- **Exercise**: Which lines in the listing below contain the string "wispy"? Pick out each of them and copy it whole, treating uppercase and lowercase as different.

- **Information supplied**:
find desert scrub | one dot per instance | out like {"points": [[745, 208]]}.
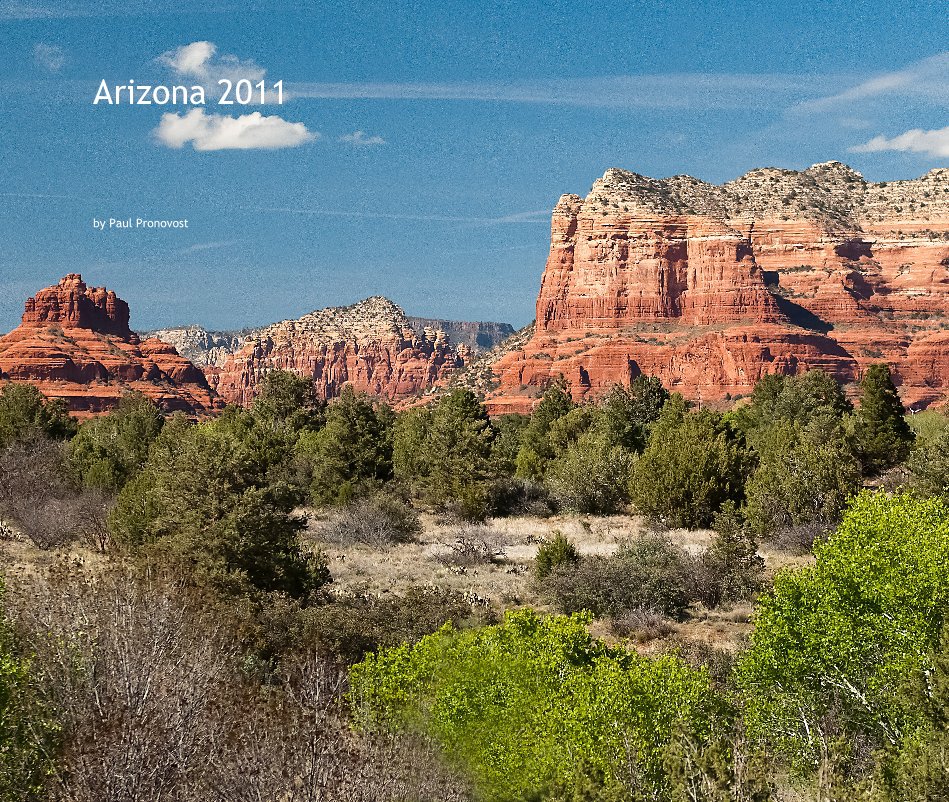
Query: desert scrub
{"points": [[553, 553], [471, 545], [378, 521]]}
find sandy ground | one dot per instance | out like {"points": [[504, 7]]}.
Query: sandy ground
{"points": [[507, 583]]}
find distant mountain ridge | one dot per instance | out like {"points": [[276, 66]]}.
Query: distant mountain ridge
{"points": [[206, 348], [371, 345]]}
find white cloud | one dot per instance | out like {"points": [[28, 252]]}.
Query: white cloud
{"points": [[199, 61], [219, 132], [362, 139], [932, 143], [49, 57], [926, 80]]}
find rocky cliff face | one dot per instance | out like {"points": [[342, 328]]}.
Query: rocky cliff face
{"points": [[202, 347], [370, 345], [75, 343], [711, 287], [476, 336]]}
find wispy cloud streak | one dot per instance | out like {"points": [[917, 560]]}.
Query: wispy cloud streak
{"points": [[636, 91]]}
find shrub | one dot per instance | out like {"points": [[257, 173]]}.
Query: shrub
{"points": [[353, 626], [554, 553], [647, 573], [731, 568], [27, 727], [444, 454], [378, 521], [834, 643], [212, 499], [351, 455], [805, 474], [471, 545], [156, 700], [628, 413], [799, 399], [26, 413], [535, 708], [512, 496], [37, 494], [536, 449], [929, 466], [693, 463], [109, 450], [641, 625], [592, 476]]}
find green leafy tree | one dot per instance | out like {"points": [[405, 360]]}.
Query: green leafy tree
{"points": [[694, 462], [25, 412], [883, 434], [629, 412], [805, 474], [835, 642], [211, 497], [445, 453], [535, 708], [592, 475], [351, 455], [288, 403], [536, 449], [109, 450]]}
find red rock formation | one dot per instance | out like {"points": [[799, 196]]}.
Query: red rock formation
{"points": [[710, 287], [370, 345], [75, 343]]}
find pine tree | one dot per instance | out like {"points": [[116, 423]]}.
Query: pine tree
{"points": [[883, 435]]}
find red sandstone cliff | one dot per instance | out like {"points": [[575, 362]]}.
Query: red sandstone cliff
{"points": [[75, 343], [711, 287], [370, 345]]}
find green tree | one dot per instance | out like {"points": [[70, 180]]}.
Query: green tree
{"points": [[929, 466], [25, 412], [694, 462], [536, 449], [883, 434], [211, 497], [535, 708], [508, 432], [592, 475], [444, 453], [554, 553], [459, 439], [835, 642], [351, 455], [805, 474], [791, 399], [109, 450], [288, 403], [917, 768], [628, 413]]}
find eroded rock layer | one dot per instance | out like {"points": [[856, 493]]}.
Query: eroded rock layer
{"points": [[75, 343], [711, 287], [371, 346]]}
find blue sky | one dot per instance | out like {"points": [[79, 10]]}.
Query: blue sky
{"points": [[422, 144]]}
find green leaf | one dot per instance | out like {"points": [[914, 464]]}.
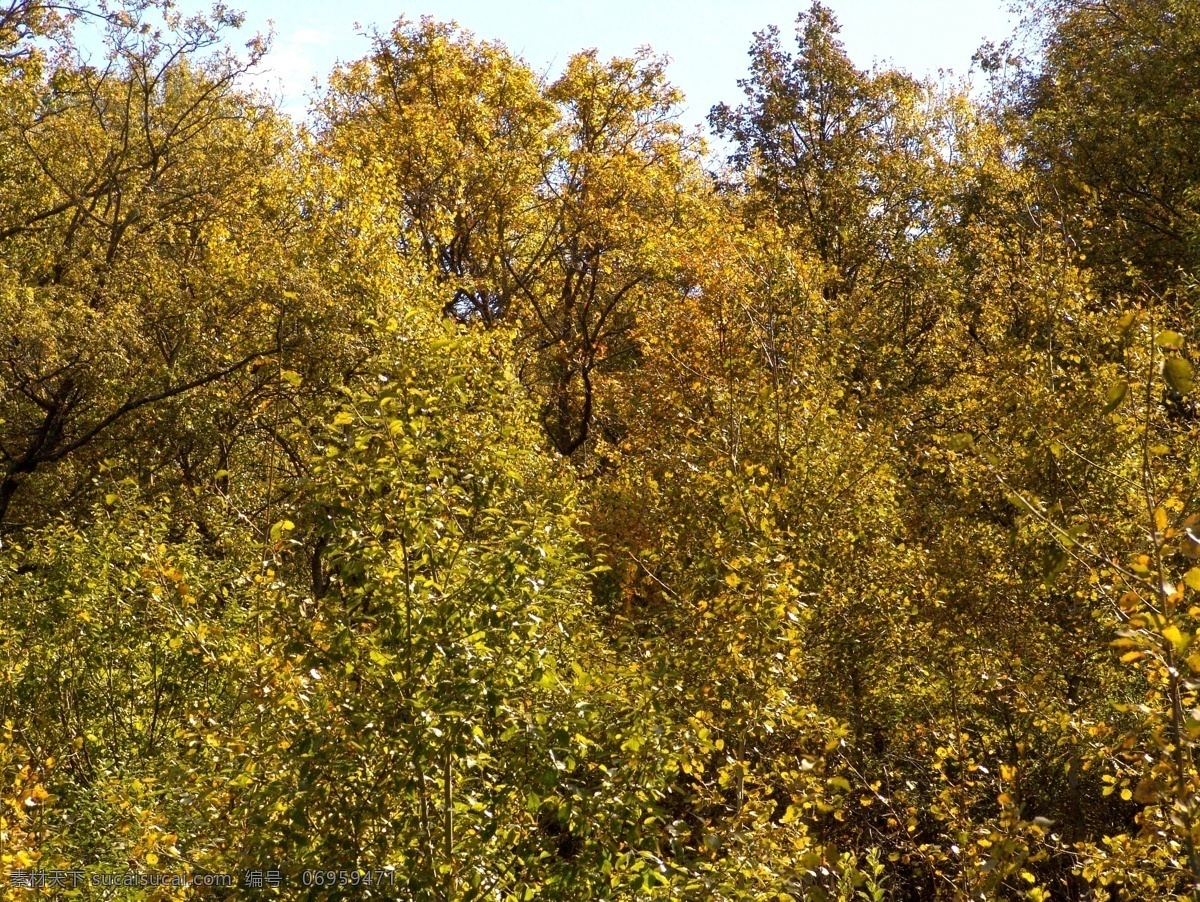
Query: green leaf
{"points": [[1192, 578], [1177, 373]]}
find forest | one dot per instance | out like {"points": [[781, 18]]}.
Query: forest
{"points": [[489, 488]]}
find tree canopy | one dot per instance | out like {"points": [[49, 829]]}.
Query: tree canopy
{"points": [[485, 488]]}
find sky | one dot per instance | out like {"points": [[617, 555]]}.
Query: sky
{"points": [[706, 40]]}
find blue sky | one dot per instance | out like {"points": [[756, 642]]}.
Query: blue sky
{"points": [[707, 40]]}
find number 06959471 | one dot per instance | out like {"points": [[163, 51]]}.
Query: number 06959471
{"points": [[348, 878]]}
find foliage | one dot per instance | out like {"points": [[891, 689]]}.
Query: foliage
{"points": [[486, 489]]}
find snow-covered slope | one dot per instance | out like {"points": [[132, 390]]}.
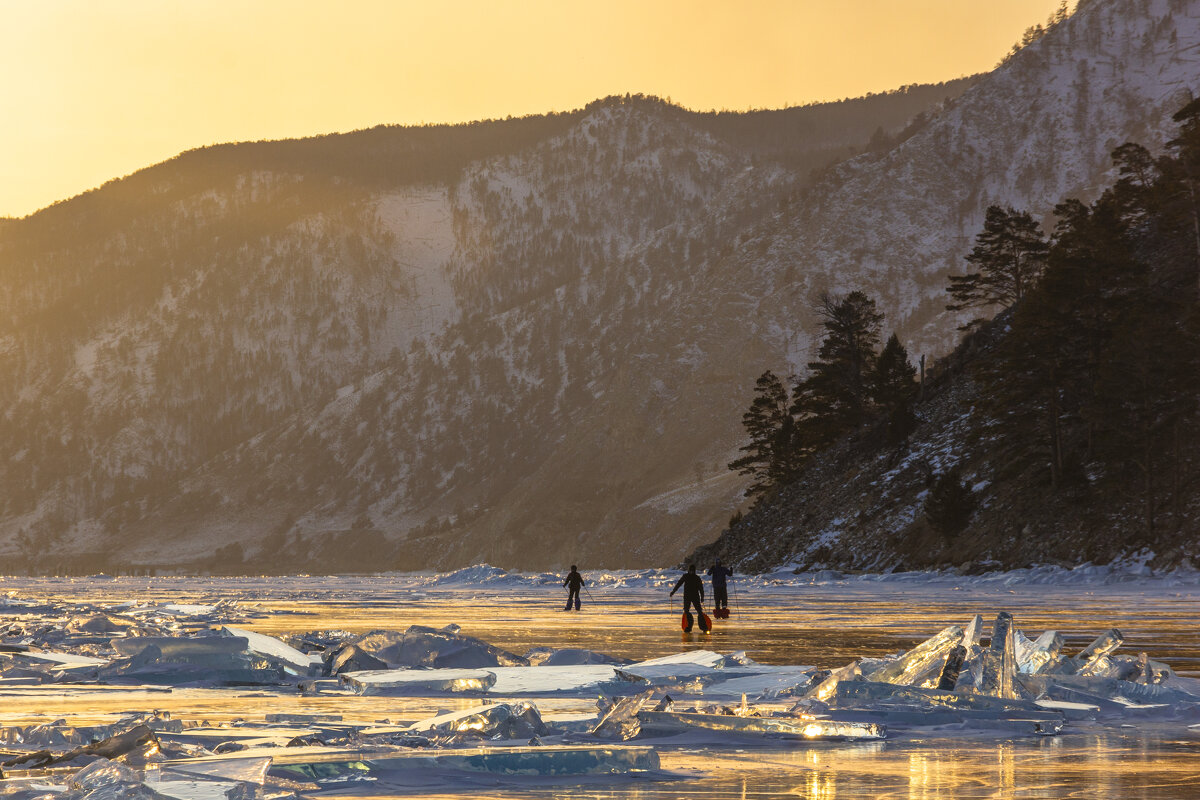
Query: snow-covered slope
{"points": [[523, 342]]}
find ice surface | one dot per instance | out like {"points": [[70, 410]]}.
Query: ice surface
{"points": [[60, 660], [419, 681], [778, 683], [1042, 654], [496, 721], [999, 661], [921, 663], [621, 722], [949, 675], [243, 770], [678, 667], [561, 680], [571, 656], [791, 727], [270, 648], [324, 764], [1103, 645], [426, 647], [826, 689]]}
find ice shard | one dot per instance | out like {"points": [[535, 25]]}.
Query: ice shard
{"points": [[283, 655], [789, 727], [495, 721], [1103, 645], [999, 661], [862, 693], [951, 669], [418, 681], [972, 632], [922, 662], [621, 722], [426, 647], [561, 680], [329, 764], [1042, 654], [826, 689]]}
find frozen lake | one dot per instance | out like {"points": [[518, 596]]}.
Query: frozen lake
{"points": [[826, 624]]}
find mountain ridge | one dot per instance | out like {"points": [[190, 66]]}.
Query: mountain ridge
{"points": [[541, 361]]}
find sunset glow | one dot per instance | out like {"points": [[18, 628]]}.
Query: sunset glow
{"points": [[96, 90]]}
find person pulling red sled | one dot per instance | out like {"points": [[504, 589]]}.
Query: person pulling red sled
{"points": [[720, 573], [693, 595]]}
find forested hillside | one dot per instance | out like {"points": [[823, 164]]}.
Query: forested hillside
{"points": [[1063, 431], [521, 341]]}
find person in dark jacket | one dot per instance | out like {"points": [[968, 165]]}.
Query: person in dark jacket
{"points": [[574, 583], [719, 573], [693, 591]]}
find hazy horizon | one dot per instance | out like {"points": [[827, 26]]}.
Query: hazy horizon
{"points": [[103, 90]]}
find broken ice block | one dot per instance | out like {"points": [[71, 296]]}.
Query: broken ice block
{"points": [[268, 647], [621, 722], [418, 681], [325, 763], [951, 669], [972, 632], [351, 659], [772, 683], [826, 689], [239, 769], [60, 660], [558, 680], [927, 657], [861, 693], [496, 721], [1037, 656], [571, 656], [999, 661], [202, 650], [670, 722], [426, 647], [673, 668], [1103, 645]]}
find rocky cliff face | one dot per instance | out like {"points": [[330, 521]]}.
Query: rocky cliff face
{"points": [[523, 342]]}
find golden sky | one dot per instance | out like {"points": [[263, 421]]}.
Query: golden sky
{"points": [[95, 89]]}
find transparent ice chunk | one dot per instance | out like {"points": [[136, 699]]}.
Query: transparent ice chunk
{"points": [[918, 663], [496, 721], [621, 722], [559, 680], [1103, 645], [972, 632], [791, 727], [606, 759], [999, 661], [426, 647], [238, 769], [418, 681], [826, 689], [270, 648], [949, 675]]}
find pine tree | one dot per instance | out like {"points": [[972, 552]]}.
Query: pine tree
{"points": [[894, 386], [1009, 254], [765, 422], [837, 395], [949, 504]]}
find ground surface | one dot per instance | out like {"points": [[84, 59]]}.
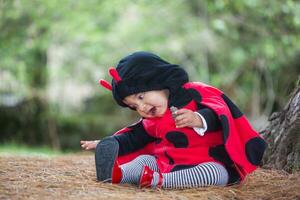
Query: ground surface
{"points": [[73, 177]]}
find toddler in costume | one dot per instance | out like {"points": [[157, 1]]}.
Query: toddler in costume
{"points": [[190, 134]]}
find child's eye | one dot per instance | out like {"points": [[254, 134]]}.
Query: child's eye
{"points": [[141, 96]]}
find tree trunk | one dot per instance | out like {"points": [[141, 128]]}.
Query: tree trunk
{"points": [[283, 137]]}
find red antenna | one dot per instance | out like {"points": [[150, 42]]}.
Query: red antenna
{"points": [[114, 74], [105, 84]]}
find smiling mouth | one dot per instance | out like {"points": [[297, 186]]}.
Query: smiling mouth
{"points": [[152, 111]]}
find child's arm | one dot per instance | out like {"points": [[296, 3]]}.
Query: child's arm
{"points": [[188, 118], [89, 145]]}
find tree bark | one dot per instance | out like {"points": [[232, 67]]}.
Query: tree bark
{"points": [[283, 137]]}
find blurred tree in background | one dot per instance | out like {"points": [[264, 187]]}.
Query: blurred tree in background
{"points": [[52, 54]]}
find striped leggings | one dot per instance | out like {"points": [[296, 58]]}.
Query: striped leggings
{"points": [[209, 173]]}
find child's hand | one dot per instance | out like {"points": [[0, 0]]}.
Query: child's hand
{"points": [[187, 118], [89, 145]]}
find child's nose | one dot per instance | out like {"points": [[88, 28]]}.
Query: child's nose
{"points": [[143, 107]]}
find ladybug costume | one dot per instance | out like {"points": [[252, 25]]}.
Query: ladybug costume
{"points": [[229, 139]]}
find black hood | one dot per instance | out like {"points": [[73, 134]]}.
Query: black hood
{"points": [[144, 71]]}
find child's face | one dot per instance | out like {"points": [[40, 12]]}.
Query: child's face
{"points": [[149, 104]]}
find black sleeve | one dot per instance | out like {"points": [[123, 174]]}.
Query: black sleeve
{"points": [[136, 138], [211, 118]]}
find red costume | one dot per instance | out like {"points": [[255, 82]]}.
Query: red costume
{"points": [[233, 143], [177, 147]]}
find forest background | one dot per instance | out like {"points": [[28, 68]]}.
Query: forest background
{"points": [[53, 52]]}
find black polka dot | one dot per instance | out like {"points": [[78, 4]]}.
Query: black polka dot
{"points": [[195, 95], [235, 111], [178, 139], [225, 127], [255, 148], [158, 140], [171, 160]]}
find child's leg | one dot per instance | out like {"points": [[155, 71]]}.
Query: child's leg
{"points": [[210, 173], [131, 171]]}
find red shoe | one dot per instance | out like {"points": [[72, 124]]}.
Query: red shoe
{"points": [[116, 176], [147, 177]]}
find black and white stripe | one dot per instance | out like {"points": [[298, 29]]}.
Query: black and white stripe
{"points": [[205, 174]]}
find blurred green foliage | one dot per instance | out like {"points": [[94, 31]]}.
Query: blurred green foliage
{"points": [[248, 48]]}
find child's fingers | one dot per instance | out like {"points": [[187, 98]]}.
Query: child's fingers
{"points": [[181, 111]]}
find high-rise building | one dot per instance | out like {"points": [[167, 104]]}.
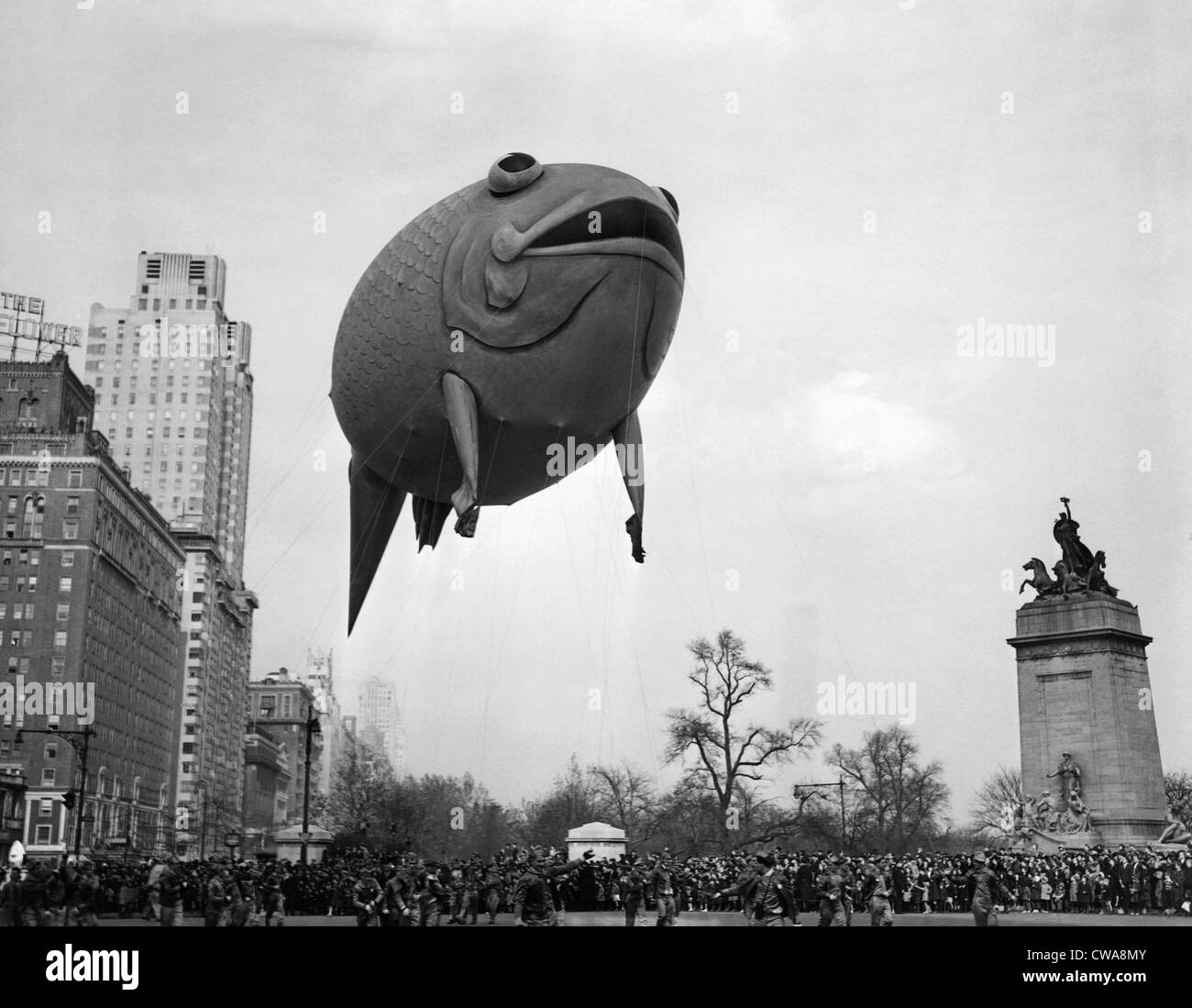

- **Problem solution**:
find wispy cloud streak | one dot per instance | out like {"points": [[917, 560]]}.
Query: wispy cloud streak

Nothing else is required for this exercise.